START Provided material

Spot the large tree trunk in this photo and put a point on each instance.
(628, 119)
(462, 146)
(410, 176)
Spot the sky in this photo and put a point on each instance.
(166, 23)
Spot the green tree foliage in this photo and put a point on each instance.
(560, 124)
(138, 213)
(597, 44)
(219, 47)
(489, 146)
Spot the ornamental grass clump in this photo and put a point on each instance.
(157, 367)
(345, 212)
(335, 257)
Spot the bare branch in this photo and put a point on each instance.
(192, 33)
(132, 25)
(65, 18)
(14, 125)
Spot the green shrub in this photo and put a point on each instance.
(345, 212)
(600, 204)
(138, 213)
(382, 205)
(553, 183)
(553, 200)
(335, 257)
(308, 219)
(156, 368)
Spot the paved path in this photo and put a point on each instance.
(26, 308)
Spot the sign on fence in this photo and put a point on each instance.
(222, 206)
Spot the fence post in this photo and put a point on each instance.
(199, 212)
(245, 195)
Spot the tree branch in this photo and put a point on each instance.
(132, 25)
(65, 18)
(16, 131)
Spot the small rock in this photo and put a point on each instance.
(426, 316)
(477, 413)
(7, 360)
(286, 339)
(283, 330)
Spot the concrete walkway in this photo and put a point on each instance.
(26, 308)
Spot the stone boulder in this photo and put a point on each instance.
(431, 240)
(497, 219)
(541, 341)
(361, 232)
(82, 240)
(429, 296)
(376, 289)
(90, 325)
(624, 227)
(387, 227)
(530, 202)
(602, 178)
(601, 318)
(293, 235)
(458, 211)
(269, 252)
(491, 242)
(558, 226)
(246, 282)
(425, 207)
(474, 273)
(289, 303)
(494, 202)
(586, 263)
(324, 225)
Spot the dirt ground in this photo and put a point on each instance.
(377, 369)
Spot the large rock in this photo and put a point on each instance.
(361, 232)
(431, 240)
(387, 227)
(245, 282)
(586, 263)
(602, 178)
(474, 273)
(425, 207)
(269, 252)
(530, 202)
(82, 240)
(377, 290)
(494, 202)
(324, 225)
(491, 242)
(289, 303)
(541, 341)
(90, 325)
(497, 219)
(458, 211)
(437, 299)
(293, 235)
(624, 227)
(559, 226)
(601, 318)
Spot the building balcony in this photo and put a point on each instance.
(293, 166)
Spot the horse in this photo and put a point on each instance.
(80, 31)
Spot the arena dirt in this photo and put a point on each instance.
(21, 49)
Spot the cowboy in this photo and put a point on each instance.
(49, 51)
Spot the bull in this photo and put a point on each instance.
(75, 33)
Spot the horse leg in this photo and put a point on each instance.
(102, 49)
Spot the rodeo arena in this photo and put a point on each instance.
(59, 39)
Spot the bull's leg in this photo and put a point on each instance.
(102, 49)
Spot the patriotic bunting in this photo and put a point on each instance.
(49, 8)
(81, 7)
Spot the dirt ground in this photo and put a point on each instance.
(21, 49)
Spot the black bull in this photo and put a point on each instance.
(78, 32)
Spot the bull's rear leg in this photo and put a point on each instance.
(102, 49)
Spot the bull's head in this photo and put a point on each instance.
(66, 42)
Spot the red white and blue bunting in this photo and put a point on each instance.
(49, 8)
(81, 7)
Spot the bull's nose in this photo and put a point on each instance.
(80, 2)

END Provided material
START Provided material

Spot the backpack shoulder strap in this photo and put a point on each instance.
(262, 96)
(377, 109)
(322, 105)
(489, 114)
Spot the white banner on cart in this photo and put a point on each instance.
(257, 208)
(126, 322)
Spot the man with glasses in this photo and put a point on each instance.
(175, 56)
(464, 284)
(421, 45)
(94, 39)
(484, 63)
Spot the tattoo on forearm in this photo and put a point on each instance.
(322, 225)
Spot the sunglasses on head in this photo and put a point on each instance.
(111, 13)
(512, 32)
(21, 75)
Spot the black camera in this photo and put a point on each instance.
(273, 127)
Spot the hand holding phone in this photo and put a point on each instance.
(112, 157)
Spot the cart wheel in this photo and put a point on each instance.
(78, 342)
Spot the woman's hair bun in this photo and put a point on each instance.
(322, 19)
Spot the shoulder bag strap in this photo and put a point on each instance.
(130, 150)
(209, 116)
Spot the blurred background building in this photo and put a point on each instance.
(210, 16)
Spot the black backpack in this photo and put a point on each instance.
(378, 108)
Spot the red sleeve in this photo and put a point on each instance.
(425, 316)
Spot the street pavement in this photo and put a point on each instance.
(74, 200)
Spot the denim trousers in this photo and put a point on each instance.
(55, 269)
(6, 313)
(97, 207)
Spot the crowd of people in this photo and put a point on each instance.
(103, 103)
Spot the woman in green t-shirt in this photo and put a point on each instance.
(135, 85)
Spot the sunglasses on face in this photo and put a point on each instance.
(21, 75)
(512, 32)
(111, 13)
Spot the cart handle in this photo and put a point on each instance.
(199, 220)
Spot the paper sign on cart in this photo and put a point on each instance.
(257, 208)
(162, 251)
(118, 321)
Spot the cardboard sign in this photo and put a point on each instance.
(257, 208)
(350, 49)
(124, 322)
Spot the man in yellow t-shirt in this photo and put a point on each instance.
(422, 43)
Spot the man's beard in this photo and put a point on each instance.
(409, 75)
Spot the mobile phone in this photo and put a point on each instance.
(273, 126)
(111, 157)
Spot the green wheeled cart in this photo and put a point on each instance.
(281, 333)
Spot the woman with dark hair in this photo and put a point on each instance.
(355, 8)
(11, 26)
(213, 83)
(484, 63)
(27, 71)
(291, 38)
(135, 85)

END Provided material

> Do this: Please pull out every line above that contains the word "bull", copying each one in full.

> Completed task:
Spot the bull in this photo and put a point on each instance.
Spot the bull's leg in this photo and put a point on each instance.
Spot the black bull in this photo and put a point on each instance.
Spot the bull's rear leg in this photo and put a point on each instance.
Spot the bull's head in this photo and put a point on each instance.
Spot the bull's nose in this photo and put a point on each instance.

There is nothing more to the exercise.